- **SUPPLIED TEXT**
10375 Professional Circle
 
 
Reno, Nevada
 
89521
(Address of Principal Executive Offices)
 
(Zip Code)

Registrant’s telephone number including area code: (888) 682-6671

No change since last report
(Former Name or Address, if Changed Since Last Report)
——————

Check the appropriate box below if the Form 8-K filing is intended to simultaneously satisfy the filing obligation of the registrant under any of the following provisions:

o Written communications pursuant to Rule 425 under the Securities Act (17 CFR 230.425)
o Soliciting material pursuant to Rule 14a-12 under the Exchange Act (17 CFR 240.14a-12)
o Pre-commencement communications pursuant to Rule 14d-2(b) under the Exchange Act (17 CFR 240.14d-2(b))
o Pre-commencement communications pursuant to Rule 13e-4(c) under the Exchange Act (17 CFR 240.13e-4(c))

Indicate by check mark whether the registrant is an emerging growth company as defined in Rule 405 of the Securities Act of 1933 (§230.405 of this chapter) or Rule 12b-2 of the Securities Exchange Act of 1934 (§240.12b-2 of this chapter).

Emerging growth company o

If an emerging growth company, indicate by check mark if the registrant has elected not to use the extended transition period for complying with any new or revised financial accounting standards provided pursuant to Section 13(a) of the Exchange Act. o





Section 5 – Corporate Governance and Management

Item 5.02.   Departure of Directors or Certain Officers. Election of Directors; Appointment of Certain Officers; Compensatory Arrangements of Certain Officers.

On February 26, 2018, Ronald F. Mosher and Katherine W. Ong notified the Board of Directors of Employers Holdings, Inc. (“EHI” or the “Company”) and the Board of Directors of EHI’s wholly-owned subsidiary, Employers Group, Inc. (“EGI” and together with EHI, the “Companies”), that each was retiring from the respective Boards of Directors effective May 23, 2018. Mr. Mosher and Ms. Ong are Class III directors whose terms were scheduled to expire at the 2018 Annual Meetings of the Companies, which are both scheduled for May 24, 2018. Mr. Mosher has served as a director of the Companies since 2005 and their subsidiaries since 2003. Ms. Ong has served as a director of the Companies since 2005 and their subsidiaries since 2000.
Mr. Mosher and Ms. Ong each informed the Boards of Directors that they are retiring for personal reasons, that both believed in the importance for a Board of Directors to refresh itself over time, and that neither had any disagreement with the Companies on any matters relating to the Companies’ operations, policies or practices.

Section 5 – Corporate Governance and Management

Item 5.02.   Departure of Directors or Certain Officers. Election of Directors; Appointment of Certain Officers; Compensatory Arrangements of Certain Officers.

- **WRITTEN TASK A**
Which lines of the listing contain the string "display"? Copy each of them.
The filing and the listing have nothing to do with each other.

- **Pointing dataset excerpts**
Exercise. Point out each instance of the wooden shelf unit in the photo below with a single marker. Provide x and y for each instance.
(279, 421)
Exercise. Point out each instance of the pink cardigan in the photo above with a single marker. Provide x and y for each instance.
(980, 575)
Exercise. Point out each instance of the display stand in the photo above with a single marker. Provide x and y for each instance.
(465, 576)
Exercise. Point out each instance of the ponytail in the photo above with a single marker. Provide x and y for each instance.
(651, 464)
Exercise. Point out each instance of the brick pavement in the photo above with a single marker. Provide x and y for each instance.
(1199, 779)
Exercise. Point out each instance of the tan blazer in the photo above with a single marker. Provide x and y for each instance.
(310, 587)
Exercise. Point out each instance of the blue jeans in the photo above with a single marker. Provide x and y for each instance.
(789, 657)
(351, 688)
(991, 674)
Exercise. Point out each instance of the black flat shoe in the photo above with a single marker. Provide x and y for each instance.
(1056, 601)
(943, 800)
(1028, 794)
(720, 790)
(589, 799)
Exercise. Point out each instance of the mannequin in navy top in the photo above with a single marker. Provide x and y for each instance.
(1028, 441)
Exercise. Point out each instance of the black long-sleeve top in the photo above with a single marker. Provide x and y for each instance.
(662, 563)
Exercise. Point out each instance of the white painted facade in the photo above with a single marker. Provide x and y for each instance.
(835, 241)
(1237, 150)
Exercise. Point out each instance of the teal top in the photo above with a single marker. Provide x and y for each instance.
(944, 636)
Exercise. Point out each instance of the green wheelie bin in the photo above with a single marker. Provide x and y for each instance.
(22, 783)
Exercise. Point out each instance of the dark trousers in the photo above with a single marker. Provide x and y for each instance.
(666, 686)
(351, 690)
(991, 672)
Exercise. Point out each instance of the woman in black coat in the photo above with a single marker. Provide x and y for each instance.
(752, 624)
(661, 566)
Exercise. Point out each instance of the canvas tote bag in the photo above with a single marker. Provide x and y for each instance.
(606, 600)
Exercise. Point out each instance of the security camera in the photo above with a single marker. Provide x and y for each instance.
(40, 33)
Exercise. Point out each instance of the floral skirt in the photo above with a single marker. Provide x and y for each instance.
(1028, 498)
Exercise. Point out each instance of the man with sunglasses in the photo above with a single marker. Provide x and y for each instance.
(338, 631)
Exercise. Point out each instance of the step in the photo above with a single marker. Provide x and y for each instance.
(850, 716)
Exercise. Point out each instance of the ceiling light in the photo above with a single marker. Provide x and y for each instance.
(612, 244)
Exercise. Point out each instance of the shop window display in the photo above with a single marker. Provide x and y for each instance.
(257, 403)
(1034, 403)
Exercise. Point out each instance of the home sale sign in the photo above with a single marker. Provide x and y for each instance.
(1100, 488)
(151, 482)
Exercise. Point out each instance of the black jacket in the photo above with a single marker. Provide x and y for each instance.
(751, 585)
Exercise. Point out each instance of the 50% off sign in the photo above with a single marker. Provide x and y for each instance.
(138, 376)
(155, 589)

- **WRITTEN TASK B**
According to the filing, on what date do the retirements of Mr. Mosher and Ms. Ong from the Boards of Directors take effect?

- **TASK OUTPUT A**
Exercise. Point out each instance of the display stand in the photo above with a single marker. Provide x and y for each instance.
Exercise. Point out each instance of the shop window display in the photo above with a single marker. Provide x and y for each instance.

- **TASK OUTPUT B**
May 23, 2018